▶ **SHORT PROBLEM**
Rewrite the listing from the line with "Objective — a point for each instance of the snow-capped" to the end, swapping "Report the position" for "Give the location" and leaving everything else unchanged.

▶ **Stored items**
____
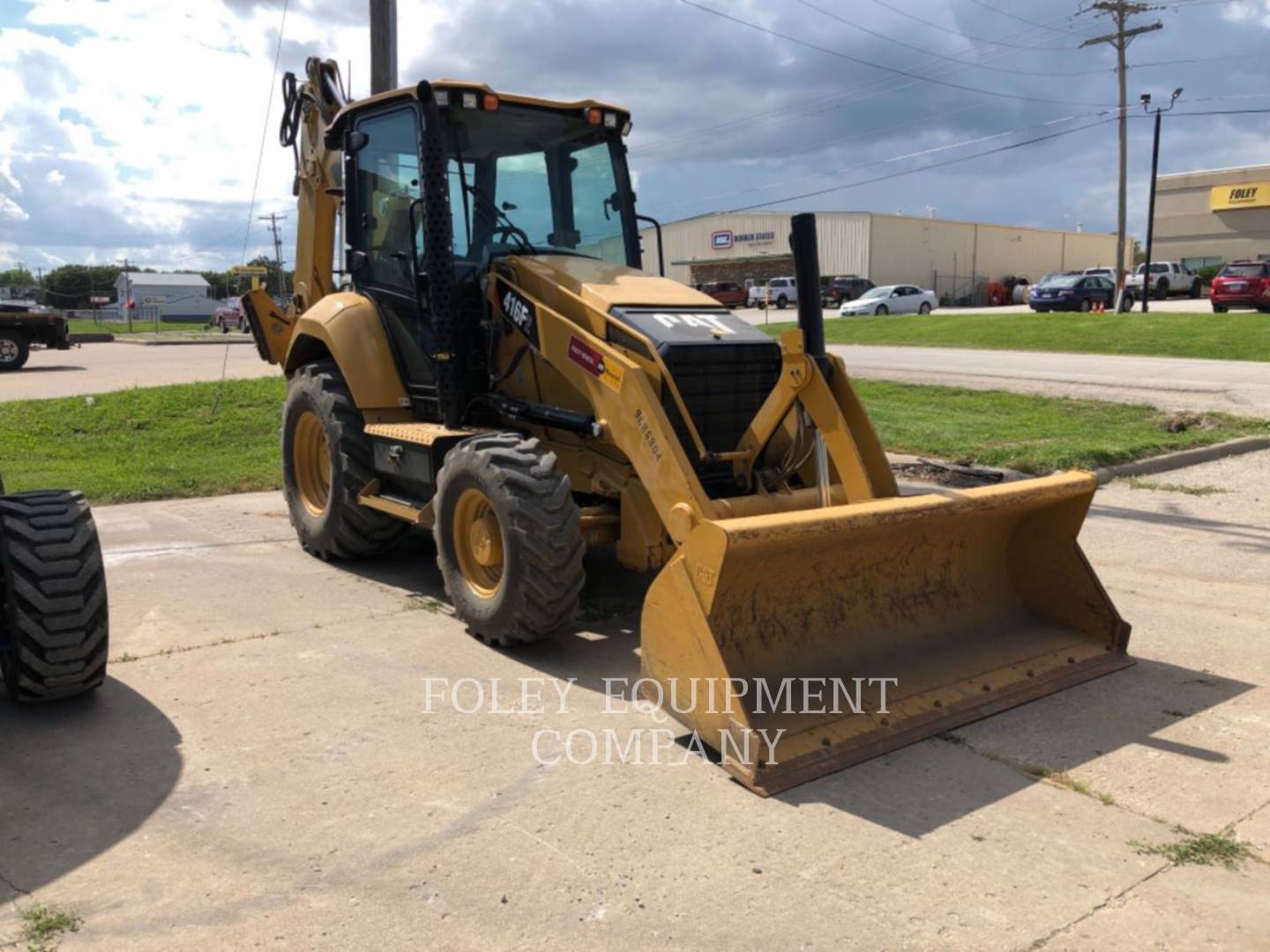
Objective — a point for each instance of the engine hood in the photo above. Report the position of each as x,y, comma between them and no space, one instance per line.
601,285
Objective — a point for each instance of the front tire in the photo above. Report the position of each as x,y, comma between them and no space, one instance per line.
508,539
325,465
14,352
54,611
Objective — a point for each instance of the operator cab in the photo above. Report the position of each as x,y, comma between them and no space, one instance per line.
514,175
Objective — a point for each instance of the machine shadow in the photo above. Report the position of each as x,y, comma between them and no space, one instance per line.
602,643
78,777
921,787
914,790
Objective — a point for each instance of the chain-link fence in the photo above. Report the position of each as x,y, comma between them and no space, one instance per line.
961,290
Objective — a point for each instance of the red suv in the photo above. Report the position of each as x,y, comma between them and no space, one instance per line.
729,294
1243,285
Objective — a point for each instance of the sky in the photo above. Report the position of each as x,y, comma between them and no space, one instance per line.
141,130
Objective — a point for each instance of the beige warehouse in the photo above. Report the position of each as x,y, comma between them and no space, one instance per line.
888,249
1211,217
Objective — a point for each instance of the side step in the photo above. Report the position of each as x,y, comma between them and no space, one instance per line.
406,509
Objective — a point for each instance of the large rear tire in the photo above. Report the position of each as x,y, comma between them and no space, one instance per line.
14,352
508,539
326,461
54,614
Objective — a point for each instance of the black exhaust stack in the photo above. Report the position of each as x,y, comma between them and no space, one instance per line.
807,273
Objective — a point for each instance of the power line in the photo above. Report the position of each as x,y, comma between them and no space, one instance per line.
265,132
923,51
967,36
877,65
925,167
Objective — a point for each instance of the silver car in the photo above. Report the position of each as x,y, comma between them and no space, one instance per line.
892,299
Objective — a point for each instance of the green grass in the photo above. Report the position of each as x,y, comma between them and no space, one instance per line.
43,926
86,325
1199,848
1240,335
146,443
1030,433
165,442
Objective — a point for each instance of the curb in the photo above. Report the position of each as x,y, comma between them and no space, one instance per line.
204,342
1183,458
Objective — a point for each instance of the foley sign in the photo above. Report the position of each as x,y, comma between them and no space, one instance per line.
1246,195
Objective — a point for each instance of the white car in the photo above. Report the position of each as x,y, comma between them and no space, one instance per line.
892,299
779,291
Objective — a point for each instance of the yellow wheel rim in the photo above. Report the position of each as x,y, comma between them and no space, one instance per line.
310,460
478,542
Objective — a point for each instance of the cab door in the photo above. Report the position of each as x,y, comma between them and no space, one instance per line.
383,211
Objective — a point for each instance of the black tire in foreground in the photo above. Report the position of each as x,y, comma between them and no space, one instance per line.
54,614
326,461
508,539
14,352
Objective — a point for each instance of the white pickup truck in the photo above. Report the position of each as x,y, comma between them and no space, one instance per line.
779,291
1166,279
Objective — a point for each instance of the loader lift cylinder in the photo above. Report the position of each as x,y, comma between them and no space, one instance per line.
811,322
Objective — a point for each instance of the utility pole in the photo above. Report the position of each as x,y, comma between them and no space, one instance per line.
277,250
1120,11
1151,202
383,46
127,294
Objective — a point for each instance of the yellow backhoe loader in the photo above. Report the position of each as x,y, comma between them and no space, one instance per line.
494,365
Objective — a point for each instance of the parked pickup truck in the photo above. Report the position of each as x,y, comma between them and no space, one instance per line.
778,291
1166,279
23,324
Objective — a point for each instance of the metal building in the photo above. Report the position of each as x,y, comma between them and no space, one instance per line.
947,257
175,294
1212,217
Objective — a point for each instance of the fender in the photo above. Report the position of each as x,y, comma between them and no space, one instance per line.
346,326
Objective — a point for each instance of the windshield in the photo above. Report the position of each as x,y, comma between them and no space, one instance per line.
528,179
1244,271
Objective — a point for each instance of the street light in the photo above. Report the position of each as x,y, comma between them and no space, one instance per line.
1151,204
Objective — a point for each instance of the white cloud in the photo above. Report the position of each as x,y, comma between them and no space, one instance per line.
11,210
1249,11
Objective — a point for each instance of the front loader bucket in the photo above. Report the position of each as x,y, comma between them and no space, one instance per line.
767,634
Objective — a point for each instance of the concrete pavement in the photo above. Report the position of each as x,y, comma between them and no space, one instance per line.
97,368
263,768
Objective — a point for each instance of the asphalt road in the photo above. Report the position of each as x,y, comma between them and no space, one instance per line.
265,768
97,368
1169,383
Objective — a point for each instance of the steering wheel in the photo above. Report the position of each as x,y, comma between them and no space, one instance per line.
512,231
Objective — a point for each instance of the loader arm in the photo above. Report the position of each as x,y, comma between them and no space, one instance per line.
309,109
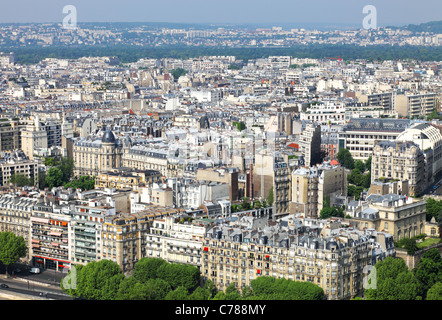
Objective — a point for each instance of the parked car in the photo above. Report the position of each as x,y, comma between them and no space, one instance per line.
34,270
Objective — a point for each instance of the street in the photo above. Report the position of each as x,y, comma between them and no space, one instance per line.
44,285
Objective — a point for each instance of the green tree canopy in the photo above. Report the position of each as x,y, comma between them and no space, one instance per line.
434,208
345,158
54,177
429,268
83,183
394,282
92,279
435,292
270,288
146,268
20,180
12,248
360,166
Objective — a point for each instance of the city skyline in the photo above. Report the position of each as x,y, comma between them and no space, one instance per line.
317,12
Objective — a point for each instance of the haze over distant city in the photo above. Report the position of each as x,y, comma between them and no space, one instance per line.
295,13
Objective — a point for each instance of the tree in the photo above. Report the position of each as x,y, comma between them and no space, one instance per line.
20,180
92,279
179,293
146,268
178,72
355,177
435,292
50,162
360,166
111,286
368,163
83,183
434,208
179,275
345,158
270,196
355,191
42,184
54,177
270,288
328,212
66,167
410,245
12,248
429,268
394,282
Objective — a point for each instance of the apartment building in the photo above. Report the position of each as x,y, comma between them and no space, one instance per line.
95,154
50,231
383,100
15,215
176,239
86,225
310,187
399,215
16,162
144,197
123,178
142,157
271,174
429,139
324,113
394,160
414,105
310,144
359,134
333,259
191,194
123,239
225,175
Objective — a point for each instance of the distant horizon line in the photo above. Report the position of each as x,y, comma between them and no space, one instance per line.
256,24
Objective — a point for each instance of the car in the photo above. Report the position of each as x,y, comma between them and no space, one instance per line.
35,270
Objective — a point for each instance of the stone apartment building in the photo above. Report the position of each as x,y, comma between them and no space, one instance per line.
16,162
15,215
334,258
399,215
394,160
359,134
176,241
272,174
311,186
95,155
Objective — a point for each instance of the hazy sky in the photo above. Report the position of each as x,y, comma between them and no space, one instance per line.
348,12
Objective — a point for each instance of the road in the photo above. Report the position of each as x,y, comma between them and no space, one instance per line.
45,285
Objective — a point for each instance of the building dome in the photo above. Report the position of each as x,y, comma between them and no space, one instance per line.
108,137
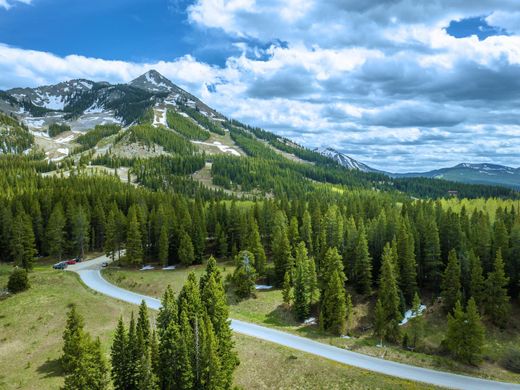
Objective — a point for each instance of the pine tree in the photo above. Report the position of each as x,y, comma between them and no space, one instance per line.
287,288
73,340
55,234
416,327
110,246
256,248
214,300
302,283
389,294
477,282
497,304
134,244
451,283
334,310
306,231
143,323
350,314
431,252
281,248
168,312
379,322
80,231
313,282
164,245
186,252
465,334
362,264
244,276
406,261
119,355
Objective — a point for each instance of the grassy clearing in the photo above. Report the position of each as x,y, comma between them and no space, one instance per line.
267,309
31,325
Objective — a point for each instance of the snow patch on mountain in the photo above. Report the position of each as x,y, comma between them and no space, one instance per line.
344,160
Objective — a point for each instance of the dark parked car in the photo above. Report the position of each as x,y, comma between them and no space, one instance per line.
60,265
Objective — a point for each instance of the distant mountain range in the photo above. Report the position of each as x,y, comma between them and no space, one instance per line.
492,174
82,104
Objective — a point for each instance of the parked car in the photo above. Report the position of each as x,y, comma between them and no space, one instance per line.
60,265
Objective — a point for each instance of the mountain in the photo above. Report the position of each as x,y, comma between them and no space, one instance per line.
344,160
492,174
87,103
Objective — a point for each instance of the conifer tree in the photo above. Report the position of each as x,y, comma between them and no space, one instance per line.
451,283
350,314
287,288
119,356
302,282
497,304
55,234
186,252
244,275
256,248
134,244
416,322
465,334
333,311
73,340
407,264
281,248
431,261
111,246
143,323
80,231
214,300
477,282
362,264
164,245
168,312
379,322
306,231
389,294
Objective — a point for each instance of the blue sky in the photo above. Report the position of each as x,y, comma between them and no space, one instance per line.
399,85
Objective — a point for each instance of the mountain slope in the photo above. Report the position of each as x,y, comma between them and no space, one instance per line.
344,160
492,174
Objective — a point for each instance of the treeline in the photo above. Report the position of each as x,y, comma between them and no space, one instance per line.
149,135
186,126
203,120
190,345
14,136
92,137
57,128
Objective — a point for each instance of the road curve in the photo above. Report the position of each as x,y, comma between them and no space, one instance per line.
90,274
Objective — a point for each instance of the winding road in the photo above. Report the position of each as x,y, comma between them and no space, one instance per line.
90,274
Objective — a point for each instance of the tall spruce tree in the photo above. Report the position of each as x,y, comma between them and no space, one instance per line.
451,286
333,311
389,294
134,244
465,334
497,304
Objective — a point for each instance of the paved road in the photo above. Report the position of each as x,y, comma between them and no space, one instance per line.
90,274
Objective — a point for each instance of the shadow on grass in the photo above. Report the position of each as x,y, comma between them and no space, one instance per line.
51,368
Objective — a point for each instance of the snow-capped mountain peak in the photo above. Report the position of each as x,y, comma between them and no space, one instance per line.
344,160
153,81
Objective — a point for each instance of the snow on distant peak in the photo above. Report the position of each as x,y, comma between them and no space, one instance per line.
____
▶ **SOLUTION TO THE PROBLEM**
Objective — a point for each instance of the snow-capped mountain peak in the photo above. Give the location of each as x,y, comma between them and no space, one instance per line.
344,160
153,81
Objective — a point for each instance of the snow on distant peak in the photo above. Give the location of each as x,y, comma between them and no space, one instance per line.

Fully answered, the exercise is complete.